Exercise aim. Each line from the one containing "black strap in the photo above." through the end of the listing below must be copied exactly; pictures are excluded.

The records.
* * *
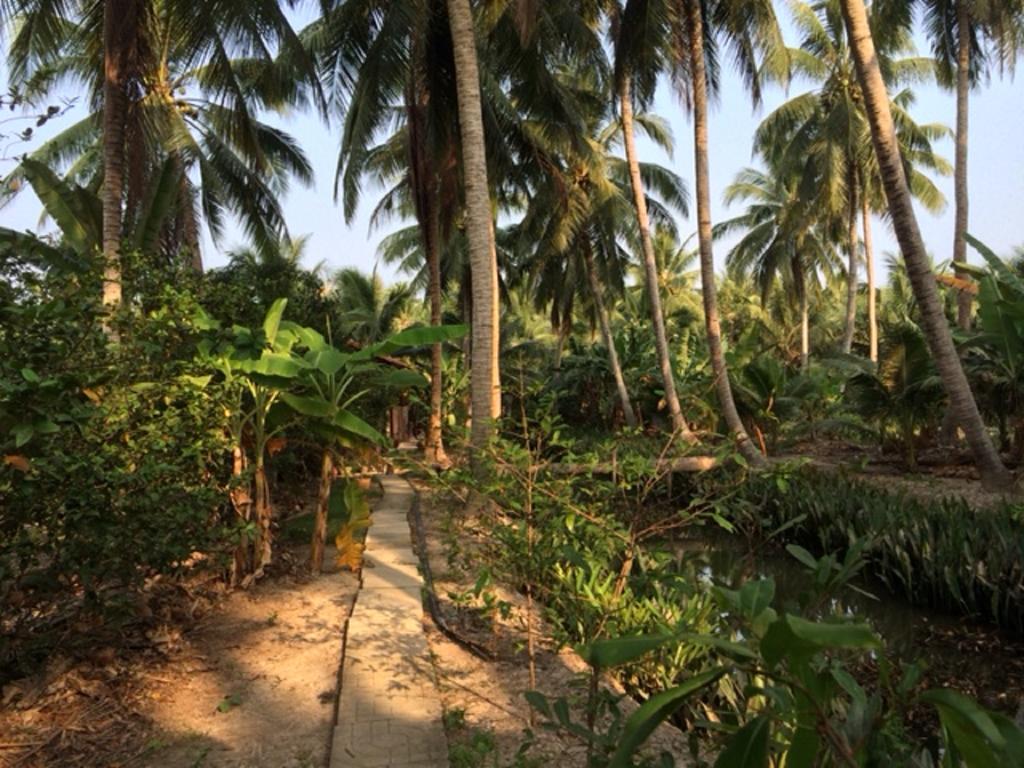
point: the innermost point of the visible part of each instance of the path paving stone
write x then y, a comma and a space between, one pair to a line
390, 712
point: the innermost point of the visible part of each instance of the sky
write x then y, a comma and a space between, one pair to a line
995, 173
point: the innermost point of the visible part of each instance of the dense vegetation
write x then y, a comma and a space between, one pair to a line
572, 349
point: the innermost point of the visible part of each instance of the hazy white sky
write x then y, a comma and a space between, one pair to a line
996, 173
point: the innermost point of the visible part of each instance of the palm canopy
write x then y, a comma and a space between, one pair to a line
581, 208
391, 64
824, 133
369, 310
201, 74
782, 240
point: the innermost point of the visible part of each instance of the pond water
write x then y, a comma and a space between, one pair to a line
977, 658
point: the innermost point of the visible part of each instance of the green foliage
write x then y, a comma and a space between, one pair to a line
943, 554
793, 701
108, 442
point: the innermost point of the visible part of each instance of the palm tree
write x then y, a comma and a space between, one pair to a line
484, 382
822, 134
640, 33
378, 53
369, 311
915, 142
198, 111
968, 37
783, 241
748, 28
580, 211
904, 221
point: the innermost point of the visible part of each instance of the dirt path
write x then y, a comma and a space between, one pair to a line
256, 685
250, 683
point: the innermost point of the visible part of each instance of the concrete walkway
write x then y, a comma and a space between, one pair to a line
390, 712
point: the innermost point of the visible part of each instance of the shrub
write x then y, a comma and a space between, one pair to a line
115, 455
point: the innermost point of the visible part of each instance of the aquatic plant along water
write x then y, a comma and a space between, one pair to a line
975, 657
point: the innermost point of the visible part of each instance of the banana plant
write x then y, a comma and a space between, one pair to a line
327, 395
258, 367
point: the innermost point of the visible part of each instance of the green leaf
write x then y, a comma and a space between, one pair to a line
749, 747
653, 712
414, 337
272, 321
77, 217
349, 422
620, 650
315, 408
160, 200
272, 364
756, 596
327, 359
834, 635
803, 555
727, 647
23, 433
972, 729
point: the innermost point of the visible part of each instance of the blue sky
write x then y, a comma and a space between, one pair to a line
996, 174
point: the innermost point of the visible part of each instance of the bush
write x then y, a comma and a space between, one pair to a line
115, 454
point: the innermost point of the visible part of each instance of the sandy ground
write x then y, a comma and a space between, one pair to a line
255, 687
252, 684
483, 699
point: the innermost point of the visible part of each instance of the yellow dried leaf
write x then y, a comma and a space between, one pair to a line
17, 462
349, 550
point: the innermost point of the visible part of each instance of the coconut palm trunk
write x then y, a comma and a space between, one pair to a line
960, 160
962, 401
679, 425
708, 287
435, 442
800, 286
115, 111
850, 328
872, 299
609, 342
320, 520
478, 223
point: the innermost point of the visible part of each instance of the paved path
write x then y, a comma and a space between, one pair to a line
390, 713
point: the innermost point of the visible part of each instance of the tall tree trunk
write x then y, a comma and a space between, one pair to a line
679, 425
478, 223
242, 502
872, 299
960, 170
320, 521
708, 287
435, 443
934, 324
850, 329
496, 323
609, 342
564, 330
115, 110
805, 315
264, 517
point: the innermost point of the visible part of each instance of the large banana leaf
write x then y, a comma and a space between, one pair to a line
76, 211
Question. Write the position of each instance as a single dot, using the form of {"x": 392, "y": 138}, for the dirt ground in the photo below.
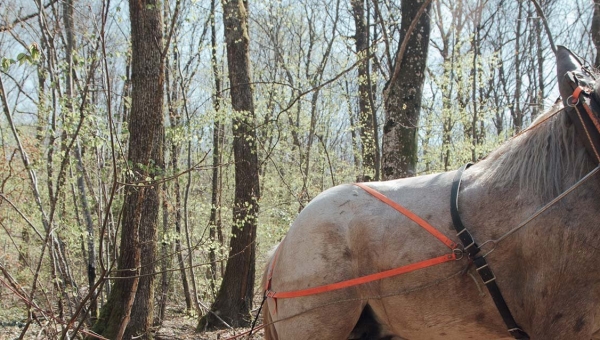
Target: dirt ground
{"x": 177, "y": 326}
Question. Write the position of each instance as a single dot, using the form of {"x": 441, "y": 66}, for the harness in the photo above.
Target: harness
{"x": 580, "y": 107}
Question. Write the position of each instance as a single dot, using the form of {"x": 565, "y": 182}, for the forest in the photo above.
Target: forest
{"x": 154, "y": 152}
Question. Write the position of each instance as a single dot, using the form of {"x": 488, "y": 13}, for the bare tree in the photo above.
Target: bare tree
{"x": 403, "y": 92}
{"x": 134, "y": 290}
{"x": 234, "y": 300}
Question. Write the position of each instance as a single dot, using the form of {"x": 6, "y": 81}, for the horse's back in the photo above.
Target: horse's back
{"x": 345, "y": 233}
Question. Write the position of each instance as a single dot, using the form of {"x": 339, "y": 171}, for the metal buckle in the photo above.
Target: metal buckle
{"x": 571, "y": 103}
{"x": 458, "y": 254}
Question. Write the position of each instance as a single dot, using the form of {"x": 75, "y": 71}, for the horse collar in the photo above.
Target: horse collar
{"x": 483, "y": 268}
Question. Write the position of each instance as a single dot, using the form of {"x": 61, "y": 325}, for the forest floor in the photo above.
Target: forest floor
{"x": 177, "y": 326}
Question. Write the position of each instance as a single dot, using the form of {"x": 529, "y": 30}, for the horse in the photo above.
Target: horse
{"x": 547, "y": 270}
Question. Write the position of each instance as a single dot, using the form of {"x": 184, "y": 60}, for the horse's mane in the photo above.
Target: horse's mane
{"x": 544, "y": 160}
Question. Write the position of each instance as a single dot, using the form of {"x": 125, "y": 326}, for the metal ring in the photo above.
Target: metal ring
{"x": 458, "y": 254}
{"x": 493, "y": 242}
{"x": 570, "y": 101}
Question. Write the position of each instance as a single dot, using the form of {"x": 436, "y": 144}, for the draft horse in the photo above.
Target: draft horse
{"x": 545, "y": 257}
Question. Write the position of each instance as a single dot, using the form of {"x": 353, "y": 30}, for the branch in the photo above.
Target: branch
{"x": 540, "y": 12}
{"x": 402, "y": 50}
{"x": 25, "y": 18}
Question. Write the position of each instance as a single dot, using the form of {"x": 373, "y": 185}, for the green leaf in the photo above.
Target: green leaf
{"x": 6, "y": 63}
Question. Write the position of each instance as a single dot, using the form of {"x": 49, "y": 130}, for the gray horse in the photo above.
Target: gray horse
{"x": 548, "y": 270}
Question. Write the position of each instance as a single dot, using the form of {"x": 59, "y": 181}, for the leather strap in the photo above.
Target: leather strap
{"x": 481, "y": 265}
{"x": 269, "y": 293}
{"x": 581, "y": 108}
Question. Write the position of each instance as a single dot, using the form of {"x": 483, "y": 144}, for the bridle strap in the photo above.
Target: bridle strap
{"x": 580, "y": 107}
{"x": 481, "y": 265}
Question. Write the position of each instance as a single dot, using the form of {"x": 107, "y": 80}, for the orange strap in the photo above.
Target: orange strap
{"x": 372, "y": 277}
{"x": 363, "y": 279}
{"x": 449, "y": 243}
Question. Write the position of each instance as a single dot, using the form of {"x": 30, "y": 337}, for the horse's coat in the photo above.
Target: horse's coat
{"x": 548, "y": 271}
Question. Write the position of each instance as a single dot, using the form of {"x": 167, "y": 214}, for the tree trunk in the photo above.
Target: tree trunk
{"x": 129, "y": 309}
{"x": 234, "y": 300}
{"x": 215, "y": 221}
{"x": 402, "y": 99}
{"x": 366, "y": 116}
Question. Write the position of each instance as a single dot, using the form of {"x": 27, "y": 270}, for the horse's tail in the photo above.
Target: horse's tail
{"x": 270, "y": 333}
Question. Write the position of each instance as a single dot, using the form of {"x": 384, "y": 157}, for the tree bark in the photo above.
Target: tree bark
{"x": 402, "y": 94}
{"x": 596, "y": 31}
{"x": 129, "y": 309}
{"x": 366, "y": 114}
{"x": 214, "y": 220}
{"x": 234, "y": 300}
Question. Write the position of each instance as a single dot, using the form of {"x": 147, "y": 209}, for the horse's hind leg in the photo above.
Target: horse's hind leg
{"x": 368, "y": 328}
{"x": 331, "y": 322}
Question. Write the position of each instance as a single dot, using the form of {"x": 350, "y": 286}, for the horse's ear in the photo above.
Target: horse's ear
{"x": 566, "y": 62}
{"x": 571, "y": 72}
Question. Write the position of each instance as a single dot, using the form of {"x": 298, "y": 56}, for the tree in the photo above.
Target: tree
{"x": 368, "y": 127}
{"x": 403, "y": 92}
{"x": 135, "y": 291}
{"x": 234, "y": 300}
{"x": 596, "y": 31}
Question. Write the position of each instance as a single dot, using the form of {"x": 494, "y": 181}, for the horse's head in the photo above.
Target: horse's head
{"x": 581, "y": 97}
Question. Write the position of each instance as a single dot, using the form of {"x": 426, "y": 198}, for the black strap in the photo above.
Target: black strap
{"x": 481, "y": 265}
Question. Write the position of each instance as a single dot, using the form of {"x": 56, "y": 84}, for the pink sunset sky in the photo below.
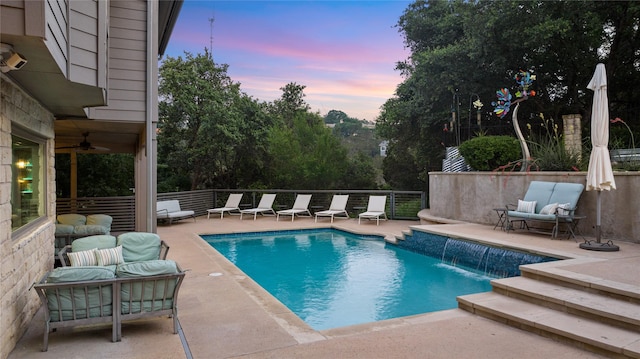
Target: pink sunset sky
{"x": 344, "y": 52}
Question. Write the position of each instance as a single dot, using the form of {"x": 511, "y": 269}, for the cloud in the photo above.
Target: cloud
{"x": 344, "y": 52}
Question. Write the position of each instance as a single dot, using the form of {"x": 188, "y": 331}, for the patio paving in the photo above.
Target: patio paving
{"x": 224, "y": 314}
* * *
Written answer.
Question. Write the position of each instance as a single dot, using the form of {"x": 426, "y": 198}, for the black strap in the photo above.
Target: black strap
{"x": 481, "y": 265}
Question. Write the position of each instance as a single dot, using the form of {"x": 56, "y": 84}, for the pink sunset sky in the photo below.
Target: pink sunset sky
{"x": 344, "y": 52}
Question. Write the position of each instance as a single dot, using the form of {"x": 511, "y": 269}, for the cloud in the photo above.
Target: cloud
{"x": 344, "y": 52}
Question. Write the position of each instance as a single dot, using the form of {"x": 188, "y": 331}, for the patio paving in the photo above.
Target: patio paving
{"x": 224, "y": 314}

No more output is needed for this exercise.